# Aim of the exercise
Take the entries below and give them back exactly. Leave out nothing.

----------------------------------------

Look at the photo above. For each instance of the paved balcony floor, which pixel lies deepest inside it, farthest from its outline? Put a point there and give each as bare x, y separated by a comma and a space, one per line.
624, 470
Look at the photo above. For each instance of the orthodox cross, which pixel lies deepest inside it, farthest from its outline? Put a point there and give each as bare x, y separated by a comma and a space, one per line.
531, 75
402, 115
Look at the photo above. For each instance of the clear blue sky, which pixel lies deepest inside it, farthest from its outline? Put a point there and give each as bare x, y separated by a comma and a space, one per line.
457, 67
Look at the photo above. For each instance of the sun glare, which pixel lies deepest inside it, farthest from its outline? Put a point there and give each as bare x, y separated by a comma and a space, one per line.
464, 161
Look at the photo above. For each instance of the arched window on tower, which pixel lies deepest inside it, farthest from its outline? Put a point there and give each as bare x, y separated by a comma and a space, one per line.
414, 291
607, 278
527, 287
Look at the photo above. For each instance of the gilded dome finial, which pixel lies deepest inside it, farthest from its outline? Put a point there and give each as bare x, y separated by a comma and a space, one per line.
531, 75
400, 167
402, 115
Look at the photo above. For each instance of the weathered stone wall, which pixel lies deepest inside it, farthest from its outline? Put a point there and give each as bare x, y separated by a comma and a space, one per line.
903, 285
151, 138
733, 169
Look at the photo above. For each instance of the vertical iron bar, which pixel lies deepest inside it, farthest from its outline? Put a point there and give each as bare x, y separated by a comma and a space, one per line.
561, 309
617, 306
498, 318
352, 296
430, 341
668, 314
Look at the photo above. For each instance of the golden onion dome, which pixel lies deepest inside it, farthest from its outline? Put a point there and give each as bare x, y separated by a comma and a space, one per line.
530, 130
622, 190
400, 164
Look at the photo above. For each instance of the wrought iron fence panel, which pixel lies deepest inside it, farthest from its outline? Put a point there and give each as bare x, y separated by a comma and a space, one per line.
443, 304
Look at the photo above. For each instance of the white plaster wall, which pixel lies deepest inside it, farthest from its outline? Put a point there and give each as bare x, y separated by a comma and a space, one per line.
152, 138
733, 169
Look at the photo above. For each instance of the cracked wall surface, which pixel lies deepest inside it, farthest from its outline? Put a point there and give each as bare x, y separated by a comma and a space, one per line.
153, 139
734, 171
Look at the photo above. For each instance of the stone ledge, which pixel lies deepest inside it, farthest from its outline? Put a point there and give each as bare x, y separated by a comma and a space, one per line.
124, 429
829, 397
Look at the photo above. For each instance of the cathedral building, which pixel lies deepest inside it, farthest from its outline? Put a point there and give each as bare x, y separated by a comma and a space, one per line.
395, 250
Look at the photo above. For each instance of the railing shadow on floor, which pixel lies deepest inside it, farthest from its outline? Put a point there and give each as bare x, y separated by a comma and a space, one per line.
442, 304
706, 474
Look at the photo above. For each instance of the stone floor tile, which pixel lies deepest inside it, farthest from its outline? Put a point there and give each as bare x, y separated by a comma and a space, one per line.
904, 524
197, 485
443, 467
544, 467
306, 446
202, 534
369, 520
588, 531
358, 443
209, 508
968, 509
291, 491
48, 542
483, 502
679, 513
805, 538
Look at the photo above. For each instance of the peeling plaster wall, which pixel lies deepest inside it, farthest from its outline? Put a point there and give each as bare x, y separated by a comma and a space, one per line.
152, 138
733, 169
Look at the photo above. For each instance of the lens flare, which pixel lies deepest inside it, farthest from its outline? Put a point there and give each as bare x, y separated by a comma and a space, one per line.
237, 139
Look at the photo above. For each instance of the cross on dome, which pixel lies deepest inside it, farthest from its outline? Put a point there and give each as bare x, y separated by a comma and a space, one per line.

----------------------------------------

# Output below
Look at the photo above. For each instance of the paved balcony floor, which pixel lies deepest inside it, farthest from its outline? Put a point there and give each as bare x, y separated by a comma and a space, one per line.
624, 470
Look at the photo above. For each instance of the orthodox cross, which pixel lies deepest inside it, farthest from its outline? Put a point there and give each as bare x, y separated by a comma and a space, one per line.
531, 75
402, 115
Look at the photo above. For each instance of the clear blue sky, which pixel lies deepest inside it, farthest from its outline? Put a point there and give each as bare x, y separated by a comma and a space, one per line.
457, 67
Look at the photo above. For each instance of the sun glare, which pixel lies deepest inside it, farthest from its outline? Put a point there and give each as bare x, y separated by a comma and a space, one per line.
464, 161
Look at the photo above. For each instance of the arched window on tower, which pixel lies deepest inside it, farthest from its outline? Put a point there and give each as bare x, y separated by a comma and a space, one per line.
414, 291
607, 278
527, 287
Look at the photo above. For each instance of the gilded dome finial, which pixel lies deepest inside it, farthest from its outline? Put a point there and give each as bare x, y separated by a comma and a space, one per line.
531, 75
400, 167
402, 115
Look at the photo above. For each instance of the weathered stone wall, which pixel lies deepest inside it, farthest from its outline? Put a point there and give each as bare x, y separated by a comma and a space, one per line.
903, 285
151, 138
733, 169
Look at the photo above. For each instance of the vertical iron bar, which pixel lies deepest inside it, farthest from its outline? Put a point there and give each as bare x, y separated by a comma and a space, one per line.
561, 309
617, 306
498, 318
352, 296
430, 341
668, 314
Look at the photo above. For each instance of the golden onion dome, which pixel lies deepest inside it, farthest from its outline? Put a point there and give each as bare x, y separated by a comma and a space, one per line.
530, 130
622, 190
400, 164
Look at the photo above. For each instance of the wrought iron fence panel, which pixel lies deepest inside it, farthest from its outline? Put a point there and give each as bare x, y separated by a comma and a space, one per line.
443, 304
Look at the photo above. For each instance of the white plaster wall, which pixel lies deepest inside it, farthest from its outline? Put a point there and give each as bare x, y separated by a comma and a space, one per line.
152, 138
733, 169
Look at the photo above. For each instance of the cracked wall surface, which pixel lies deepest inside it, farthest from its outline? Put a point there and give each as bare x, y separated by a comma and a space, one per line.
153, 139
734, 171
Look at the photo above. For each instance of the stone ledge, which pixel lies deepest inside it, farthest from its outline? Put a point there and give each as bare x, y separated by a comma and a space, one per line.
124, 429
829, 397
Look at the photo above. For each instance of the cathedral building, which pixel lies deepest inside it, farthest from its outline? Put a point there and give each as bare x, y separated by a comma and a space, one per line.
395, 250
Look at the photo above. For each instance of the railing shadow on floor, which pixel lies deepest inside it, farthest from its outline? Put a point there and give each as bare x, y separated by a comma and a space, one per line.
442, 304
706, 474
Look at the photo above. For each instance of the stone floor tile, which pixel lies deepest inside it, farthest from its outline? Put a point there and give each as bare x, y separated by a comma and a space, one per line.
904, 524
197, 485
443, 467
544, 467
306, 446
202, 534
369, 520
588, 531
358, 443
209, 508
968, 509
291, 491
48, 542
483, 502
679, 513
805, 538
Look at the photo above. For each instance of the peeling plaster wall, which pixel lies deepest inside it, farthest from its outline? Put a point there and give each as bare x, y separated by a comma and a space, one per line.
152, 138
733, 169
Look at the photo above. For each instance of the lens flare, which pixel lies deepest inside it, farthest from its outline? Put a point there and give each as bare x, y separated by a comma and a space, one per line.
237, 139
Look at the photo above. For each instance of the cross on dome, which pixel lies deepest inside it, farthest from its outline? Put a point there and give each as bare x, y separated by a comma and a space, one per line.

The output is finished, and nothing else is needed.